Segmentation annotation rows:
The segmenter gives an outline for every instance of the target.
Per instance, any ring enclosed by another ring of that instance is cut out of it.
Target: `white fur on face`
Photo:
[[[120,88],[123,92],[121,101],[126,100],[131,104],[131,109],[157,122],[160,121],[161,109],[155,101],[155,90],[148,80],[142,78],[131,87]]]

> **WHAT YOU SHOULD DO**
Can you lay out every line of the rows above as a Markdown table, skipping blank lines, with a No. column for the line number and a Line column for the text?

> **OUTPUT OF THE EXERCISE**
| No. | Line |
|---|---|
| 1 | The segmenter gives an outline for every instance of the target. |
| 2 | Per instance, any ring enclosed by another ring of that instance is cut out of it. |
| 3 | Target: `white fur on face` |
| 4 | Photo: |
| 5 | [[[120,88],[123,92],[121,101],[126,100],[131,104],[131,109],[157,122],[160,121],[161,109],[155,101],[155,90],[148,80],[142,78],[131,87]]] |